- _Records to use_:
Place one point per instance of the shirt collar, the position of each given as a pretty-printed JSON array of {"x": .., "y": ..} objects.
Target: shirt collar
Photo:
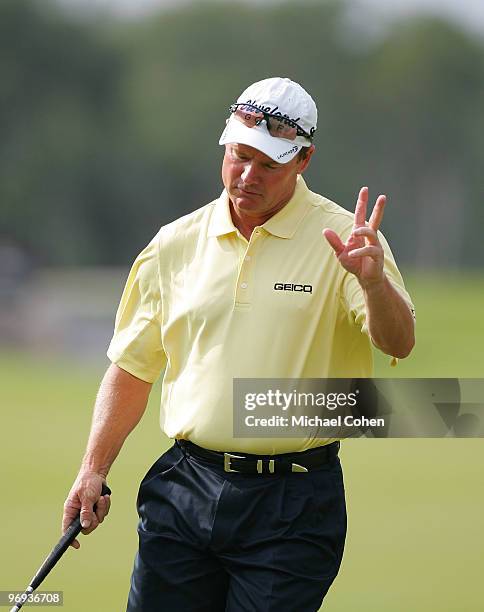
[{"x": 283, "y": 224}]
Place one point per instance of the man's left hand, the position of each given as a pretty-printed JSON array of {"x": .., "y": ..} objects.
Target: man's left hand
[{"x": 362, "y": 254}]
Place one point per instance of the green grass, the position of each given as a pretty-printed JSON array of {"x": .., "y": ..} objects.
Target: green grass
[{"x": 416, "y": 535}]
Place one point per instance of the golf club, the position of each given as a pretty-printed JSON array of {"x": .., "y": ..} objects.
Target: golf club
[{"x": 59, "y": 549}]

- _What to produce_: Produce an exact repeat of the lines from the one containing "Place one point per instance of the man's" through the last line of the data, and nothing more.

- _Written response_:
Place one point per instance of the man's left hand, the position of each given as a pretty-printed JSON array of {"x": .., "y": ..} objects.
Target: man's left hand
[{"x": 362, "y": 254}]
Place one point per instance of the green grass, the position of each given as a pretty-printed JSON array of {"x": .., "y": ..} objects.
Target: green grass
[{"x": 416, "y": 535}]
Place one point per instance of the golf club, the position of each given as a pretty-printed JSON array of {"x": .., "y": ..} objects.
Target: golf club
[{"x": 59, "y": 549}]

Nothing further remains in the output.